**WHAT YOU WILL DO:** For this exercise, return all the data exactly as it stands.

**DATA SHOWN:**

= = = =

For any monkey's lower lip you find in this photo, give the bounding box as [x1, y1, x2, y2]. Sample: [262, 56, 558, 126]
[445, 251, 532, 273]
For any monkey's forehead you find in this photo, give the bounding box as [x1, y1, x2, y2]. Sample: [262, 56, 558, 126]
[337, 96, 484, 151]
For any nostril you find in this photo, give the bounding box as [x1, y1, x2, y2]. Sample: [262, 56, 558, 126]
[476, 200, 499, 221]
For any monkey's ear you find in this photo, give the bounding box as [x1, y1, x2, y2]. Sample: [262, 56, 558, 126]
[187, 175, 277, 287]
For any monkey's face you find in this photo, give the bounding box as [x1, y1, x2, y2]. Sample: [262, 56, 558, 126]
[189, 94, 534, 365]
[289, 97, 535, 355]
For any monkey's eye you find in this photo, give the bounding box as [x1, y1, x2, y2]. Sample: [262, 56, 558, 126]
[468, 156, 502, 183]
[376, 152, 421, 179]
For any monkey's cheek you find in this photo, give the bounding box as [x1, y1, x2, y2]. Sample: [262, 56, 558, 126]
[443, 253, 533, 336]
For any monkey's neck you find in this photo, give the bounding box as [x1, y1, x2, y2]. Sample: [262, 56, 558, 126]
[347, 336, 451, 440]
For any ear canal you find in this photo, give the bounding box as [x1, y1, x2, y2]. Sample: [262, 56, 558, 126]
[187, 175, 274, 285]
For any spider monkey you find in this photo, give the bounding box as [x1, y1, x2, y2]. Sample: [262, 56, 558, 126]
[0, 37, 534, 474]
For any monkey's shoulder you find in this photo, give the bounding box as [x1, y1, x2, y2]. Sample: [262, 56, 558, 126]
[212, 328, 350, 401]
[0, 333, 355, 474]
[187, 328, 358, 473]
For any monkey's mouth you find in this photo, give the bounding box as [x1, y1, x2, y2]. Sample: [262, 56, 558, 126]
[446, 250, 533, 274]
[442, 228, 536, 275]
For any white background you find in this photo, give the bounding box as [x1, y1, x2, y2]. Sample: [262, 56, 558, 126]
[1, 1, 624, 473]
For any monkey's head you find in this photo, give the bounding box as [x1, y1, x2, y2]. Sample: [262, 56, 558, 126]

= = = =

**YOUR SOLUTION:**
For any monkey's lower lip you find in this photo, give the bounding box as [x1, y1, x2, y2]. Sample: [262, 56, 558, 126]
[445, 251, 532, 273]
For any monkey's forehead you find in this photo, give the bounding box as [x1, y1, x2, y2]. Sample: [262, 56, 558, 126]
[337, 96, 484, 151]
For any nostril you find in this photo, give the bounding box as [x1, y1, x2, y2]. Sample: [262, 56, 558, 126]
[476, 200, 499, 221]
For any monkey's ear you find in this photo, give the bounding box as [x1, y1, x2, y2]. Sample: [262, 56, 558, 126]
[187, 175, 277, 287]
For any monkey's face you find in this photo, give the bounding box as [x1, y1, x2, y2]. Sample: [262, 56, 558, 126]
[189, 94, 534, 365]
[289, 97, 535, 355]
For any monkey's eye you find in this photo, give the bounding box as [x1, y1, x2, y2]. Sample: [262, 56, 558, 126]
[468, 156, 502, 183]
[376, 152, 421, 179]
For any monkey's cheek you find in this photo, give the bounding box as [x1, y1, x2, y2]. Sample: [262, 56, 558, 126]
[443, 253, 533, 336]
For any monkey's neck you find in this photo, give the bounding box as [x1, y1, x2, y2]. Sample: [262, 56, 558, 126]
[347, 336, 451, 440]
For any ear canal you find in this photo, give the bounding box as [x1, y1, x2, y2]. Sample: [262, 56, 558, 126]
[187, 175, 274, 285]
For any spider monkey you find in this photo, give the bounding box as [x1, y1, x2, y2]. Sample: [262, 56, 558, 126]
[0, 37, 534, 474]
For any monkey's shoulder you find in this photo, give the bounding box as [x1, y1, x2, y2]. Sample: [262, 56, 558, 126]
[212, 328, 350, 401]
[0, 333, 355, 474]
[187, 328, 358, 473]
For any monkey's mouth you find in this photo, give the bounding box as [x1, y1, x2, y2]. Sample: [262, 56, 558, 126]
[446, 250, 533, 274]
[442, 228, 536, 275]
For any white background you find in this photo, give the bounding box as [x1, y1, x2, y2]. Sample: [262, 56, 558, 126]
[1, 1, 624, 473]
For any monkey's head you find in this photo, give the bounding box as [x1, y1, x2, y2]. Sample: [262, 56, 558, 126]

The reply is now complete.